__Task item__: Your answer should reproduce every line of the material in which the word "instance" occurs.

__Exercise data__:
==============================
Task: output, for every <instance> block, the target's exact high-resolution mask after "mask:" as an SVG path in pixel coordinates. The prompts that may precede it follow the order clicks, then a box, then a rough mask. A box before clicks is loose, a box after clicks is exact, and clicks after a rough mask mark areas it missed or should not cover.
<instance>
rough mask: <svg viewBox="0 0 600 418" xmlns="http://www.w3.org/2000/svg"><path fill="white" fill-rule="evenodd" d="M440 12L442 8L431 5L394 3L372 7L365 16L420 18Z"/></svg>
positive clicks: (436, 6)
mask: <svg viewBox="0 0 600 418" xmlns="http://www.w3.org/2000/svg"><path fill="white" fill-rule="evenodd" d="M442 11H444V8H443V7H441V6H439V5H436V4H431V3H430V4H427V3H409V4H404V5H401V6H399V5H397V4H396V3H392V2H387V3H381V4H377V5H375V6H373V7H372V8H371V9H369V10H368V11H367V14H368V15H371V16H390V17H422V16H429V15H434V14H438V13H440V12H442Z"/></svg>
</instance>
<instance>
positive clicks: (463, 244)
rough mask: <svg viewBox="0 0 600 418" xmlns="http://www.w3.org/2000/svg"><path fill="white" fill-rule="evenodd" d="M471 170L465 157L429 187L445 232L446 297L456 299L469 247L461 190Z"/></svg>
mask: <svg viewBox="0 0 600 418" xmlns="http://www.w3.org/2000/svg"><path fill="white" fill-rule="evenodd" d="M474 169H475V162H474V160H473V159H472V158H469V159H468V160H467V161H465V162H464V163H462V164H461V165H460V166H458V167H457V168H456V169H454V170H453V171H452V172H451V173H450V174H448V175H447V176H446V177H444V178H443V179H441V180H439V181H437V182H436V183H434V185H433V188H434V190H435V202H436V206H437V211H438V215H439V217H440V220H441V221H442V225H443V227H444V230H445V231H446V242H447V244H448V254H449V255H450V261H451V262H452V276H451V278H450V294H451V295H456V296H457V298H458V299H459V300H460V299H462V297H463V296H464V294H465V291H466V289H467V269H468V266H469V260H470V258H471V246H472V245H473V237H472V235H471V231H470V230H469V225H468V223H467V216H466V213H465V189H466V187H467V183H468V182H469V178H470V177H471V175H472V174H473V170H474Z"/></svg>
==============================
__Response to the task__:
Task: output, for every <instance> block, the target's exact high-resolution mask after "mask:" as an SVG path in pixel coordinates. The prompts that may precede it follow the order clicks, then a box, then a rough mask. A box before clicks is loose, a box after clicks is exact, and clicks after a rough mask mark areas it missed or should not cover.
<instance>
</instance>
<instance>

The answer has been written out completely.